Brief - Copy out the cystic fibrosis dashboard text, everything from "Dashboards are increasingly" down to "informed the evaluation.", and replace "real-time" with "up-to-date".

Healthcare coproduction engages patients and clinicians to design and execute services, yet little is known about tools that facilitate coproduction. This evaluation aimed to understand uptake, experiences, benefits, and limitations of a dashboard to support patient-clinician partnerships within the cystic fibrosis (CF) community.

Dashboards are increasingly used to provide consolidated, real-time displays of patient- and clinician- generated information including well-being, needs, goals, and interventions. The impact of using dashboards to improve knowledge, health, and care delivery has been demonstrated in various disease states and in different geographic locations.

We worked with eight CF programs, including 21 clinicians, and 131 people with CF (PwCF) to pilot test a co-designed dashboard that displayed patient-reported and clinical data. Surveys, semi-structured interviews, and passively-collected usage data informed the evaluation.

Several themes emerged: (1) access to patient outcomes data allows users to learn more deeply; (2) participation in pre-visit planning matters; (3) coproduction is made possible by inviting new ways to partner; and (4) lack of integration with existing information technology (IT) is limiting. These results suggest that the utilization of coproduction dashboards is beneficial for informing clinic visit agendas but IT limitations impacted usability. Future iterations should provide patients with access to their data, be simple to use, and integrate with IT systems in use by care teams and people living with cystic fibrosis.

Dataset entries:
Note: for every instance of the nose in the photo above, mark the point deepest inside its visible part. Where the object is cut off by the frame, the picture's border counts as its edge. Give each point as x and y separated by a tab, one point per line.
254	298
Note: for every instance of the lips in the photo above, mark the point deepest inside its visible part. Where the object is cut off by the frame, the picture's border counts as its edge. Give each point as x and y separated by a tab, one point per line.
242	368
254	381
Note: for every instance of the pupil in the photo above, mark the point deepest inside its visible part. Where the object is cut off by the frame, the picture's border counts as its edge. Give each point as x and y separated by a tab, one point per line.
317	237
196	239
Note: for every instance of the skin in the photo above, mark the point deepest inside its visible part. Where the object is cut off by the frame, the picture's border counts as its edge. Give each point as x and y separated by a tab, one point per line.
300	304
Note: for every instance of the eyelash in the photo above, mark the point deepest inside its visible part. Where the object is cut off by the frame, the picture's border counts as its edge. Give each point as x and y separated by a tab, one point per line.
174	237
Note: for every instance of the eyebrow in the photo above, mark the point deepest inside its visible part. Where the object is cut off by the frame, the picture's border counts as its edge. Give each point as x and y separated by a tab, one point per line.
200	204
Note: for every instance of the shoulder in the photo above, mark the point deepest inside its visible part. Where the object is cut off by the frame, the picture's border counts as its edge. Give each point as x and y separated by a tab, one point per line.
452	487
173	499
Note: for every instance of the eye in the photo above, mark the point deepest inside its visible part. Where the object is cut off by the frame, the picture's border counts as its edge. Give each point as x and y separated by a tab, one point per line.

==

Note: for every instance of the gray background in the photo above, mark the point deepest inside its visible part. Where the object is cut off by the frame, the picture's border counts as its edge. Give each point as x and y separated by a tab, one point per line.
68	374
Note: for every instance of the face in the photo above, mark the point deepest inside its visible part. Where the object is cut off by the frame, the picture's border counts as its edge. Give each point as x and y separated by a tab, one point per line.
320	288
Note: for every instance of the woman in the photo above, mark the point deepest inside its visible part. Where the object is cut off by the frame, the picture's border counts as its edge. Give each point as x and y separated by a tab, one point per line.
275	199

Expected answer -
Dashboards are increasingly used to provide consolidated, up-to-date displays of patient- and clinician- generated information including well-being, needs, goals, and interventions. The impact of using dashboards to improve knowledge, health, and care delivery has been demonstrated in various disease states and in different geographic locations.

We worked with eight CF programs, including 21 clinicians, and 131 people with CF (PwCF) to pilot test a co-designed dashboard that displayed patient-reported and clinical data. Surveys, semi-structured interviews, and passively-collected usage data informed the evaluation.